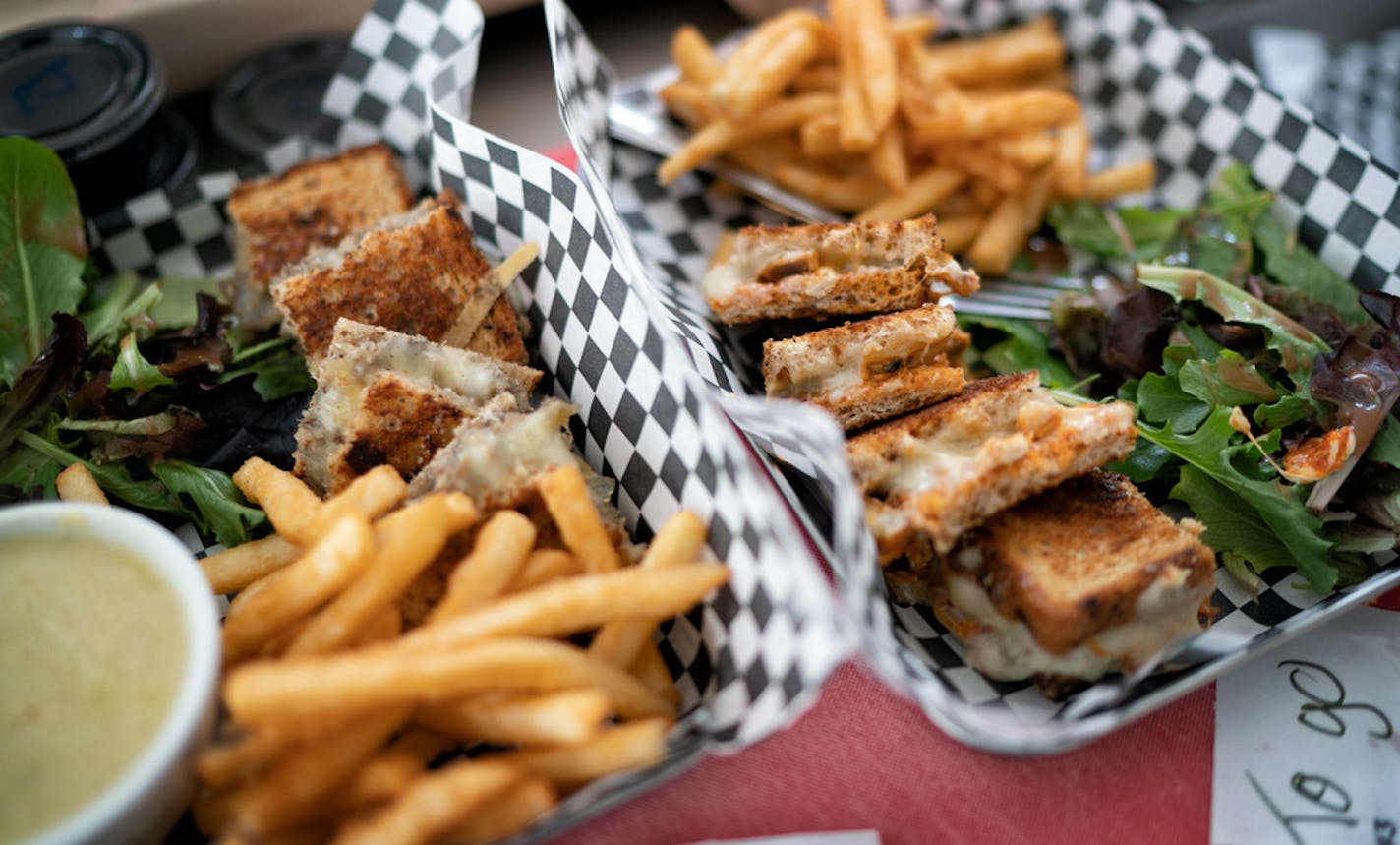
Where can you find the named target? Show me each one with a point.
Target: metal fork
(1025, 297)
(1018, 296)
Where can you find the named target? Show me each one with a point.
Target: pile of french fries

## THE EXERCISE
Copy all of the data above verbatim, including every line of text and every point, but leave the picture out.

## EXERCISE SOLUTION
Where can you find the named target? Show me each one with a point.
Target: metal fork
(1025, 297)
(1018, 296)
Where can you find the named target? Show me each one with a point.
Target: pile of french fries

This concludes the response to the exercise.